TASK TO CARRY OUT → Convert the part of the listing that opens with its first line and closes with the line containing "207;268;236;329" into a JSON list of strings, with one string per line and blank lines left out.

Saved data entries:
________________________________________
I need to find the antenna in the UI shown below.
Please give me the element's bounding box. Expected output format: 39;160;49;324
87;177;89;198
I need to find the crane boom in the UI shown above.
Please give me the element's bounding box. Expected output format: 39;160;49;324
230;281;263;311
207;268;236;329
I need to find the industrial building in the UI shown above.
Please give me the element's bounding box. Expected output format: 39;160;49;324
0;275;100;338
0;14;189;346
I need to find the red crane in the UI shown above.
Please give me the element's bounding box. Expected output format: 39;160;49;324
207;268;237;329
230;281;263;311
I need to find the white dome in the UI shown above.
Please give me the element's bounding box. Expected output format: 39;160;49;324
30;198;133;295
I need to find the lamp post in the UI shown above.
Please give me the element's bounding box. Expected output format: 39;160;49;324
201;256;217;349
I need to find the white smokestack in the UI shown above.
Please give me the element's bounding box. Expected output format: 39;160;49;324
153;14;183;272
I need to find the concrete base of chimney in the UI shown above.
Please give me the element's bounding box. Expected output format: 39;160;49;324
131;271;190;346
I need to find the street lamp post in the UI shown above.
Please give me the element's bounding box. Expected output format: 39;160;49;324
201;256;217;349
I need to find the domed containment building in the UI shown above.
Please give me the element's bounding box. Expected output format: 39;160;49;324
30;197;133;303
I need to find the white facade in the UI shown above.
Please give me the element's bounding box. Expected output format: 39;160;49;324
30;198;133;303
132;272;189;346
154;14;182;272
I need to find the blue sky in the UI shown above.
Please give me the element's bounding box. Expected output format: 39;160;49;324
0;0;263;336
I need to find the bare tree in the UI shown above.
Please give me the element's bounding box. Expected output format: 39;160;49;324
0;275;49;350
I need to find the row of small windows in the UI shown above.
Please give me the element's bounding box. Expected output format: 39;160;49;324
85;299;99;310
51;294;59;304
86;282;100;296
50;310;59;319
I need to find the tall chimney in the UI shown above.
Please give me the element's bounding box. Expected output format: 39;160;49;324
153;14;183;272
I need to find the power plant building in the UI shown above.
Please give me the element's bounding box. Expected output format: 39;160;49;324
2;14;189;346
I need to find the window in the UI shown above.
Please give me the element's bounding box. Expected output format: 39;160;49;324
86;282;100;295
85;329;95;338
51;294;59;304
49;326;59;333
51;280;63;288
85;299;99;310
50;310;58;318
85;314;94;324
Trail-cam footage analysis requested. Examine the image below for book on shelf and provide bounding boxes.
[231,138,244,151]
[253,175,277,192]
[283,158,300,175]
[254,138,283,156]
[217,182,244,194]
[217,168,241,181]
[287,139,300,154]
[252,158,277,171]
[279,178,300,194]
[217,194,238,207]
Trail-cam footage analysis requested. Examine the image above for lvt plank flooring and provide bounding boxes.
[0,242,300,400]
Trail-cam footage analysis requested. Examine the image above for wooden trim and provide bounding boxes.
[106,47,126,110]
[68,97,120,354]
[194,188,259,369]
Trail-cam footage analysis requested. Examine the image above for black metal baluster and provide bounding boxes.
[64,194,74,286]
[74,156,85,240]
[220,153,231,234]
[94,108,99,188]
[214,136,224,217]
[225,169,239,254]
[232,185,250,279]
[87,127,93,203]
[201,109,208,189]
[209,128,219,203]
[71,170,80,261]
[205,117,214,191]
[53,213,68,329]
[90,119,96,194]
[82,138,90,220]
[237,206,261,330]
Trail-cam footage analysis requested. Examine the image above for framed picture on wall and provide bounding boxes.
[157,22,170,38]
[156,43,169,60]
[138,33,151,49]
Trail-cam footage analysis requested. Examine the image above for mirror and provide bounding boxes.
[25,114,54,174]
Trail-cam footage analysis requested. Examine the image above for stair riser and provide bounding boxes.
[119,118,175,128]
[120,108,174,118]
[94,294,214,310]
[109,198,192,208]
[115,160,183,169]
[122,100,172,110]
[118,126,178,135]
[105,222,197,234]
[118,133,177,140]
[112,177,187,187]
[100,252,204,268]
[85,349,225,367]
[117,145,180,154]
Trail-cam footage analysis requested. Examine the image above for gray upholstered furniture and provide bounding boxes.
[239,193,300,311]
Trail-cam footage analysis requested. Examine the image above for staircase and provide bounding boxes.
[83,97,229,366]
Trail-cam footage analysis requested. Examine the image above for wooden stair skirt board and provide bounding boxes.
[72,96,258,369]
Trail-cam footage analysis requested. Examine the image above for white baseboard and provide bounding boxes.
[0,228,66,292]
________________________________________
RESULT OF THE TASK →
[
  "I need to find the antenna in the UI shown below.",
  "Please give me the element's bounding box. Expected output format: 39;160;49;324",
  "87;177;89;198",
  "I need to find the crane boom in the UI shown above.",
  "Please give me the element's bounding box. Expected output format: 39;160;49;324",
  "230;281;263;311",
  "207;268;236;329"
]